• [EXCERPTED PASSAGE]:

>>

Happy Nowruz, or Nowruz Piroz Be.

Nowruz celebrations across the world were muted due to the coronavirus crisis, however Iranian singer Aidin Tavassoli celebrated responsibly, while staying at home, with a song wishing people a happy new year in 22 languages.

"I'm sure in 1399 we will be celebrating a big defeat when we defeat the coronavirus," the singer wrote from Tehran when sharing the video, saying we will hopefully "end this century well". The video has been viewed more than 184,000 times in less than 24 hours.

The song features greetings from around the world, including Saudi Arabia, Tajikistan and Pakistan.

Tavassoli said he wanted to show the "world equality, brotherhood and friendship". The video strikes a chord in a time when the entire globe is struggling under the coronavirus, with Iran particularly badly affected at the moment.

What is Nowruz?

The new year celebration is celebrated particularly those that run along the historical Silk Road. It's estimated that around 300 million people celebrate the holiday.

<<

• [TASKS TO CARRY OUT]:
[A] According to the Nowruz article, in how many languages does Aidin Tavassoli's song wish people a happy new year?
[B] Condense the paragraph of the Nowruz article that begins "I'm sure in 1399" into a short bulleted list, keeping its main facts.

• [ENTRIES SUPPLIED]:
>>

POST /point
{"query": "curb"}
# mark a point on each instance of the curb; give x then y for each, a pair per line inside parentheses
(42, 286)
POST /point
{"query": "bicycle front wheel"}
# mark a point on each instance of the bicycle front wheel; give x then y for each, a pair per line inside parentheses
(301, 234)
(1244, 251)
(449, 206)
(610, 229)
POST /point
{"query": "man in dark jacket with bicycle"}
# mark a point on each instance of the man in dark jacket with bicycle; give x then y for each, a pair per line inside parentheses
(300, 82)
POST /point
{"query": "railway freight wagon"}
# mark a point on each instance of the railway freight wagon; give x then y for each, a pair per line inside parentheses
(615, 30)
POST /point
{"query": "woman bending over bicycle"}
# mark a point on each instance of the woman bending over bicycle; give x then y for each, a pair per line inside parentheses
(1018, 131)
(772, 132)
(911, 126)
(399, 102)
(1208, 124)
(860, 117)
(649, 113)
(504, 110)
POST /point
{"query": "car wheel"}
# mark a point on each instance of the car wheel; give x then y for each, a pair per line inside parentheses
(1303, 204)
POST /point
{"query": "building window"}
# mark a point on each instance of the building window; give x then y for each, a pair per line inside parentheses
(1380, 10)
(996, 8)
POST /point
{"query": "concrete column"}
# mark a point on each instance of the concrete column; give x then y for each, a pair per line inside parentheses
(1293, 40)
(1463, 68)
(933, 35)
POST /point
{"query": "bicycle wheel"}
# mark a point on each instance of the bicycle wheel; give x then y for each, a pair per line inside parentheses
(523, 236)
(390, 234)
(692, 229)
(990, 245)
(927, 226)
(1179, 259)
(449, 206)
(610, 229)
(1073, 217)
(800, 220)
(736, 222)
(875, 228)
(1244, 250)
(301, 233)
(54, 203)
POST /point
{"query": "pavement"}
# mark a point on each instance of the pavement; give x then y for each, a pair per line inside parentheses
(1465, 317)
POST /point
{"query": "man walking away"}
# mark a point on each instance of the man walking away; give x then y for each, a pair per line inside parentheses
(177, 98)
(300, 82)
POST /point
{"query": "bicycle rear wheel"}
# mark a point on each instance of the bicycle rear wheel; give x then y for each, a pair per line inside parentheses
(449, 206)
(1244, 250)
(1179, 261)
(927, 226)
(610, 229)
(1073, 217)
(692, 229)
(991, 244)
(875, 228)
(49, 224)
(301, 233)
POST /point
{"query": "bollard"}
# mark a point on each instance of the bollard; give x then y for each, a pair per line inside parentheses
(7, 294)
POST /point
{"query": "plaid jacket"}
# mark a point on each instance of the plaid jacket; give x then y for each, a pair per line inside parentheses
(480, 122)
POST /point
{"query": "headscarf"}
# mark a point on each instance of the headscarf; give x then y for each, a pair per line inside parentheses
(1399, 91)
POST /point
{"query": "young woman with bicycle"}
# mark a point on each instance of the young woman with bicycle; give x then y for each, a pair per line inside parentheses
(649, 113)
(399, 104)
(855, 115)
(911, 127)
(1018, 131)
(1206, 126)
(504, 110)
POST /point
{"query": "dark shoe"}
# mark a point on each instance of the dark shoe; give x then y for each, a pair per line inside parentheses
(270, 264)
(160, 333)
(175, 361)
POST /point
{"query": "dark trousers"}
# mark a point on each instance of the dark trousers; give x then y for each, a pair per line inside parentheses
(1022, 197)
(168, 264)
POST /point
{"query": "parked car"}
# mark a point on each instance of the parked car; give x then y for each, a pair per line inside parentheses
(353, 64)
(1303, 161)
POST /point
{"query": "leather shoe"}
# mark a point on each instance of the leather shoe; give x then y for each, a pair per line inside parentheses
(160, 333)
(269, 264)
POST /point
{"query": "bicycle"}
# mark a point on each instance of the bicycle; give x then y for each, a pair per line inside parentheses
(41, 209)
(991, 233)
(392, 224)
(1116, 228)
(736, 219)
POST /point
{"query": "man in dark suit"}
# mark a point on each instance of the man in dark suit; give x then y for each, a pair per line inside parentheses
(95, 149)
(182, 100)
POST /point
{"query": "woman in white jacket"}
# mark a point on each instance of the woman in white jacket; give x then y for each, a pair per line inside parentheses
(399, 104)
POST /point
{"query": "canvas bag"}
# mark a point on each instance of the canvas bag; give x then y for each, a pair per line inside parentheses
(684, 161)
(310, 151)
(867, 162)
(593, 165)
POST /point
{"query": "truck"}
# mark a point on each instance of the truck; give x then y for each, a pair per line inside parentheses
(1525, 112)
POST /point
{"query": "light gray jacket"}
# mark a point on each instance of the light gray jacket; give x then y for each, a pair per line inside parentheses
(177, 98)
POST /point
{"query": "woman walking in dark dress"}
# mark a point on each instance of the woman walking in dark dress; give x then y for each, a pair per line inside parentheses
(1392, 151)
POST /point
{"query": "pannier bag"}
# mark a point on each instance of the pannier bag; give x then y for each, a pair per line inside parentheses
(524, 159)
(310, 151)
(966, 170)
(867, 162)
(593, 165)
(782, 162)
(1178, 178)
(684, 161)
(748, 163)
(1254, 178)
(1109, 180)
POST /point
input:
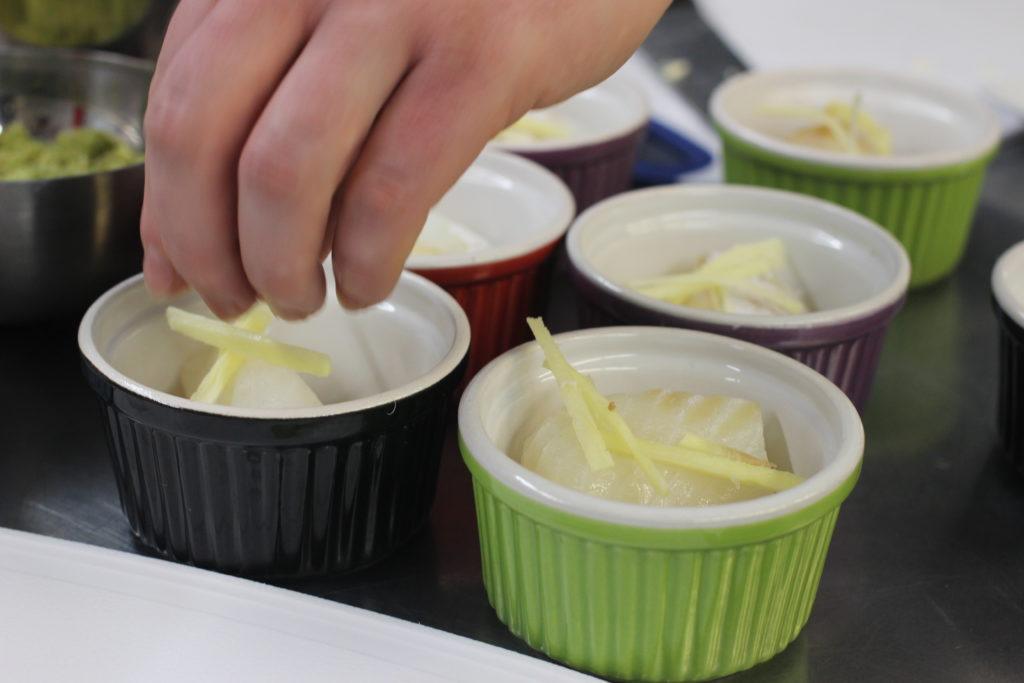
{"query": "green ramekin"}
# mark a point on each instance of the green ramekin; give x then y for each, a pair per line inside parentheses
(656, 594)
(925, 194)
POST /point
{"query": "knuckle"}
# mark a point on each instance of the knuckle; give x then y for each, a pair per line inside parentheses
(269, 169)
(280, 278)
(168, 126)
(383, 190)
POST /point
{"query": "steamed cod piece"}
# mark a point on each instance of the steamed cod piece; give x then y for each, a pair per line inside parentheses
(258, 384)
(666, 417)
(442, 236)
(754, 278)
(242, 367)
(839, 127)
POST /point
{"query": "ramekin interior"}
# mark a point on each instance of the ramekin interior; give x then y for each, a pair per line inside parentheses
(806, 416)
(394, 349)
(516, 205)
(1008, 283)
(848, 264)
(609, 110)
(932, 125)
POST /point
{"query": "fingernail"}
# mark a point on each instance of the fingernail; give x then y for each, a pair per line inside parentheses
(286, 312)
(159, 272)
(354, 295)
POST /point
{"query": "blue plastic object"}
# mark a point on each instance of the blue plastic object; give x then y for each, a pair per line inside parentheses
(665, 155)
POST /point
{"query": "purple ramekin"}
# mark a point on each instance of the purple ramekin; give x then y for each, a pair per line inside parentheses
(855, 271)
(606, 125)
(1008, 298)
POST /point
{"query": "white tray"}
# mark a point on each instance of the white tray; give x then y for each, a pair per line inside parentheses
(76, 612)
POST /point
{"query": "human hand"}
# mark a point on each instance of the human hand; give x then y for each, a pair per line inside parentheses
(279, 131)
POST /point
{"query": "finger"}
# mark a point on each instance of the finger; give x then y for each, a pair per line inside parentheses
(429, 133)
(293, 161)
(161, 278)
(187, 16)
(198, 118)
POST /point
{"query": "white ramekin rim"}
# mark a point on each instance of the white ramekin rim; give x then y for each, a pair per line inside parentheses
(888, 296)
(556, 194)
(1011, 263)
(987, 140)
(541, 489)
(455, 355)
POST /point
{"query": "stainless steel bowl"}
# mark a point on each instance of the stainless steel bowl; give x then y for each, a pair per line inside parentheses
(64, 241)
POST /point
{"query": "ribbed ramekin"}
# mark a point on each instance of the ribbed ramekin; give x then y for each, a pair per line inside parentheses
(522, 210)
(925, 193)
(1008, 296)
(855, 272)
(606, 125)
(280, 492)
(649, 593)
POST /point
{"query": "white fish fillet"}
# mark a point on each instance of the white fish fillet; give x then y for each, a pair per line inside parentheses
(659, 416)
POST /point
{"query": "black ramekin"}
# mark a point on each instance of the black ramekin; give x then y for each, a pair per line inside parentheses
(282, 493)
(1008, 299)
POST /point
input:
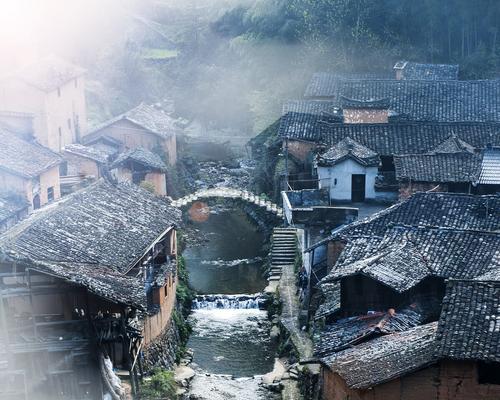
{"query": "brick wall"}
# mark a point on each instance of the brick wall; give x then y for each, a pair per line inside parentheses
(449, 380)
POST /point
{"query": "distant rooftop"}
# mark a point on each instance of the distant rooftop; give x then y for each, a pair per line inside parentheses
(23, 158)
(49, 73)
(422, 71)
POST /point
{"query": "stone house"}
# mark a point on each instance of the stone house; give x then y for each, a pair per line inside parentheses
(140, 165)
(407, 70)
(28, 169)
(13, 208)
(88, 286)
(83, 161)
(53, 91)
(143, 126)
(348, 171)
(449, 359)
(430, 258)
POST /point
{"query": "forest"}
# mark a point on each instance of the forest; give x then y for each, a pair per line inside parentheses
(229, 66)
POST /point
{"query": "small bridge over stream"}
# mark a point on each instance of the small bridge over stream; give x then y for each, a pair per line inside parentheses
(230, 193)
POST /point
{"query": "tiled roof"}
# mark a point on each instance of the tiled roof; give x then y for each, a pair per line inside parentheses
(453, 145)
(469, 327)
(26, 159)
(386, 358)
(348, 148)
(375, 104)
(420, 71)
(350, 331)
(87, 152)
(442, 167)
(404, 138)
(11, 204)
(148, 117)
(105, 225)
(141, 156)
(49, 73)
(316, 107)
(446, 210)
(331, 296)
(419, 100)
(405, 256)
(490, 167)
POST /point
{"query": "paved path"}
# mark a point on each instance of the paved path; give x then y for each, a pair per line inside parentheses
(231, 193)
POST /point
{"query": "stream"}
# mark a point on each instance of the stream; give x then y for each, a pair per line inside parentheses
(230, 335)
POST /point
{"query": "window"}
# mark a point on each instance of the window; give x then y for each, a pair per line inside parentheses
(50, 193)
(488, 373)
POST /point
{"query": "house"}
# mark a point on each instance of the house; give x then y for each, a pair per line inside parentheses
(143, 126)
(394, 276)
(489, 178)
(53, 91)
(85, 161)
(88, 286)
(141, 166)
(13, 207)
(407, 70)
(455, 358)
(444, 172)
(28, 169)
(415, 100)
(348, 171)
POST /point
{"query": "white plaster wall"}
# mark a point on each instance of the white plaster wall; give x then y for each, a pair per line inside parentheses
(343, 173)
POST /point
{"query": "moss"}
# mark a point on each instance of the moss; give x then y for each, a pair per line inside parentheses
(161, 385)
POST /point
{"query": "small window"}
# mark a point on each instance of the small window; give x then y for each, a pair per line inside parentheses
(488, 373)
(50, 193)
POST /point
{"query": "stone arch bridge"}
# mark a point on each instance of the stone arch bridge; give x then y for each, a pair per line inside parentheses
(230, 193)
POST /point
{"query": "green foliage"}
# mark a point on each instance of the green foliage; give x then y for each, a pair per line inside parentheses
(161, 386)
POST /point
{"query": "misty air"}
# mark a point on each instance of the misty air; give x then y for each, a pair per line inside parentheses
(249, 200)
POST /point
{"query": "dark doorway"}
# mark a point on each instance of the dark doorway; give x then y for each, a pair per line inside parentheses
(358, 187)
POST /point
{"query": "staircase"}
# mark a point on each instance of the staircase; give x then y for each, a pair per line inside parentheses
(282, 251)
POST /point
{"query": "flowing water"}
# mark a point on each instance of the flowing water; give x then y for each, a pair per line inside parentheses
(230, 335)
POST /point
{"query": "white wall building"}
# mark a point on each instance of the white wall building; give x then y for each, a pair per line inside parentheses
(348, 170)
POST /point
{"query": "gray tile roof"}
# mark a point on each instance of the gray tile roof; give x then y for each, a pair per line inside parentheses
(348, 148)
(89, 152)
(453, 145)
(406, 138)
(142, 156)
(437, 168)
(418, 100)
(421, 71)
(490, 167)
(386, 358)
(26, 159)
(469, 326)
(105, 225)
(11, 204)
(350, 331)
(49, 73)
(148, 117)
(405, 256)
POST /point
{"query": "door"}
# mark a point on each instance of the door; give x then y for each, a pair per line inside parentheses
(358, 187)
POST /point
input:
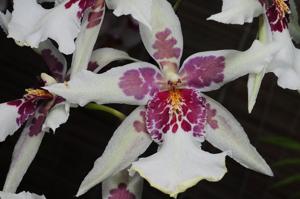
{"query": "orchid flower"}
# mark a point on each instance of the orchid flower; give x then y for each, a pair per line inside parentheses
(31, 23)
(42, 110)
(177, 115)
(21, 195)
(273, 28)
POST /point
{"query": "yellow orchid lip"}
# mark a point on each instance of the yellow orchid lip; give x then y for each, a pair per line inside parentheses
(38, 93)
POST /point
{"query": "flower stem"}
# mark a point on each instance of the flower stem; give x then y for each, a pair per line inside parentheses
(112, 111)
(176, 5)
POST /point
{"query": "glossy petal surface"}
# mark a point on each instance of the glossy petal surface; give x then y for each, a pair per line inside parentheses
(138, 9)
(127, 143)
(24, 153)
(229, 135)
(122, 186)
(134, 83)
(164, 40)
(38, 24)
(179, 164)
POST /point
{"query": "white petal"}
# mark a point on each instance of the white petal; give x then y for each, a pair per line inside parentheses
(229, 135)
(255, 79)
(179, 164)
(131, 84)
(87, 37)
(122, 185)
(128, 142)
(286, 63)
(294, 26)
(138, 9)
(57, 116)
(103, 56)
(21, 195)
(24, 153)
(236, 63)
(238, 11)
(164, 40)
(32, 24)
(254, 82)
(4, 20)
(8, 123)
(56, 62)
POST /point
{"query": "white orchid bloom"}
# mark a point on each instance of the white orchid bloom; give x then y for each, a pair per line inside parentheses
(273, 28)
(178, 116)
(31, 23)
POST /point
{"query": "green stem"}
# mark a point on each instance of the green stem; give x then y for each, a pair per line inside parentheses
(107, 109)
(176, 5)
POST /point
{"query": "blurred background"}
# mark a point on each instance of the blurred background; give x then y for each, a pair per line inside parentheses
(66, 157)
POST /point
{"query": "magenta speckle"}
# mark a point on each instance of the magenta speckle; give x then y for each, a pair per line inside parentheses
(163, 116)
(92, 66)
(121, 193)
(278, 18)
(165, 45)
(199, 72)
(140, 126)
(211, 113)
(139, 82)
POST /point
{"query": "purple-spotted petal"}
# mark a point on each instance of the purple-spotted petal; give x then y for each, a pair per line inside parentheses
(4, 20)
(180, 164)
(238, 11)
(164, 40)
(24, 153)
(228, 135)
(88, 35)
(170, 111)
(209, 70)
(294, 26)
(21, 195)
(103, 56)
(134, 83)
(138, 9)
(128, 142)
(37, 24)
(55, 61)
(122, 186)
(16, 113)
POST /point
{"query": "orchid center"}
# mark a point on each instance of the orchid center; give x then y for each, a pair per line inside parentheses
(283, 7)
(37, 93)
(176, 111)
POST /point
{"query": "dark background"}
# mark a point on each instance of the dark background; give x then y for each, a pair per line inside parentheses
(66, 157)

<<

• [EXPECTED OUTPUTS]:
[A] 22 languages.

[B]
- Tavassoli shared the video from Tehran.
- He wrote that in 1399 people will celebrate a big defeat of the coronavirus.
- He said he hopes to "end this century well."
- The video got more than 184,000 views in less than 24 hours.